## RECORDS SHOWN
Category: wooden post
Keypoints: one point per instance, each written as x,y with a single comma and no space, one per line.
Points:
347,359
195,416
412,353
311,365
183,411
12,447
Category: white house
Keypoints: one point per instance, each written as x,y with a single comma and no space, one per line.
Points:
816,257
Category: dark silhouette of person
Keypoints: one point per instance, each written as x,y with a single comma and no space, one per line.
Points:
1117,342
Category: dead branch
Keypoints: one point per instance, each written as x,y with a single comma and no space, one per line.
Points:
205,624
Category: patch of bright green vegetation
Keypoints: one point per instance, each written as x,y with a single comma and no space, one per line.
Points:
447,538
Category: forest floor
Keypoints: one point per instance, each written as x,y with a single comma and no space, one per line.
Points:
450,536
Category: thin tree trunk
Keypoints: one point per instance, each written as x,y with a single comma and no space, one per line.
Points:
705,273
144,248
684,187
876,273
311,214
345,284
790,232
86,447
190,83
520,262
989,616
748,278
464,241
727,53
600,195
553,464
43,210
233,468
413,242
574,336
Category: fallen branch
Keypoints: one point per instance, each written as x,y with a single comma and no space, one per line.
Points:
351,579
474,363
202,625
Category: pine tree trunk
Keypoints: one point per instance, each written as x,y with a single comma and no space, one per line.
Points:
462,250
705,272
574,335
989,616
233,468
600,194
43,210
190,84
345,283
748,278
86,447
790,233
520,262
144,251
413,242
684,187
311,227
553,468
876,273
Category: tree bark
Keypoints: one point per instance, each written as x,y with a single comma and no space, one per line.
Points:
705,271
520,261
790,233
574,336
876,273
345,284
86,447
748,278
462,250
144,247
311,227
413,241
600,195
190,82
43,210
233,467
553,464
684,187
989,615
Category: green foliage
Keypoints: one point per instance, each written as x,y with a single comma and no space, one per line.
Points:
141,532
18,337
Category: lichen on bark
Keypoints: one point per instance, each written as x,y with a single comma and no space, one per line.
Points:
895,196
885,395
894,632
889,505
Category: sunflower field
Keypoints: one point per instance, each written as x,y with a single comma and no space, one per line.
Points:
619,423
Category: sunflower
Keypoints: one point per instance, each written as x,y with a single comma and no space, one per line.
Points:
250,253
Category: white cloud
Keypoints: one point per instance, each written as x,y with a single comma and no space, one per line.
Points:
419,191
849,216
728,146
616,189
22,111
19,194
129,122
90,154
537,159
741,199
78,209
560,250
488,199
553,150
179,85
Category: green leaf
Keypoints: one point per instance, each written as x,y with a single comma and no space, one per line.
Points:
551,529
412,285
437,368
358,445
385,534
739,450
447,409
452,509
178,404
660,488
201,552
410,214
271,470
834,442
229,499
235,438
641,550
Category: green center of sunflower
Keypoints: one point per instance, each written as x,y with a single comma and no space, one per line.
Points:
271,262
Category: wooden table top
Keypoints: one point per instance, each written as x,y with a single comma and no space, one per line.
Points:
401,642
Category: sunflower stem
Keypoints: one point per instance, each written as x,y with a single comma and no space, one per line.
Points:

## DIRECTIONS FOR THIS TASK
Swap each "Keypoints" in the items above for "Locations" and write all the items out again with nothing else changed.

## OUTPUT FOR THIS TASK
Category: wooden post
Locations: one point per instance, each written as x,y with a single comma and no space, one per line.
Points:
347,359
195,416
412,353
311,365
183,411
12,447
Category: white house
Locations: one point per instance, each written as x,y with a single comma and no space, one per line.
Points:
816,257
Category: dark silhouette of person
Locations: one point per instance, each written as x,y with a single comma and no space, one per line.
Points:
1117,342
Category: dead branch
Locations: one point per instance, each written as x,y with a single comma and no space, one per line.
Points:
205,624
Category: patch of bright green vegetation
Locations: one point per instance, each written as x,y with a single comma and no space, one per line.
Points:
447,538
Category: forest floor
Locations: one point per instance, each written as x,y with a single comma and no space, one per line.
Points:
450,536
Category: thin tree trunk
Locations: one point per instance, each written as x,y with a single comma and no space, one per line.
Points:
705,273
144,248
684,187
876,273
311,214
345,284
790,232
86,447
190,83
520,262
989,616
748,278
464,241
727,53
600,195
553,464
43,210
233,468
413,242
574,336
Category: fallen branch
Locations: one point per instance, each written as x,y with a single comma and no space, one per line.
Points:
351,579
474,363
202,625
Category: pine tree trunk
Locations: one point per instance, each written as x,y with a single comma and no space, one per line.
Points:
462,250
705,272
574,335
989,616
233,468
600,194
43,210
190,84
345,283
748,278
86,447
790,233
520,262
144,251
413,242
684,187
311,227
553,468
876,273
Category: tree bark
Locations: one point per instance, each written as x,y with a single comma and no space, one per line.
Points:
705,271
520,261
790,233
574,336
876,273
345,284
86,447
748,278
462,250
144,247
311,227
413,241
600,195
190,82
43,210
233,467
553,464
684,187
989,615
Category: green foliage
Locations: one point per instance, each written as x,y with a single comma and no space, one per line.
Points:
141,532
18,337
Category: lichen on bark
Locations: one point per instance, each written as x,y with a single comma and no space, one per line.
Points:
895,196
885,395
894,632
889,505
Category: sunflower field
Locations: one point per instance, each written as x,y with a single comma and no space, one per line.
Points:
619,423
Category: sunflower
Locations: one point per instance, each written as x,y with a single comma and no space, one per line.
Points:
250,253
Category: white cloud
Locations: one point per instance, each written as x,y with a single comma and no space, one per line.
Points:
419,191
849,216
728,146
616,189
22,111
19,194
129,122
90,154
537,159
741,199
78,209
560,250
488,199
553,150
179,85
Category: green leaf
Locations: one point per instance, each written as x,y with a single comma and no space, one per line.
Points:
551,529
412,285
437,368
358,445
385,534
739,450
447,409
452,509
178,404
660,488
201,552
410,214
271,470
834,442
229,499
235,438
641,550
Category: green center of sunflower
Locations: one point per instance, each written as x,y with a single comma and no space, one per line.
Points:
271,262
Category: wooden table top
Locations: one point per instance, each written as x,y with a single comma and no space, one per line.
Points:
401,642
Category: sunflower stem
Locations: one point per instance, each written as x,y with a single comma and no space, one per line.
Points:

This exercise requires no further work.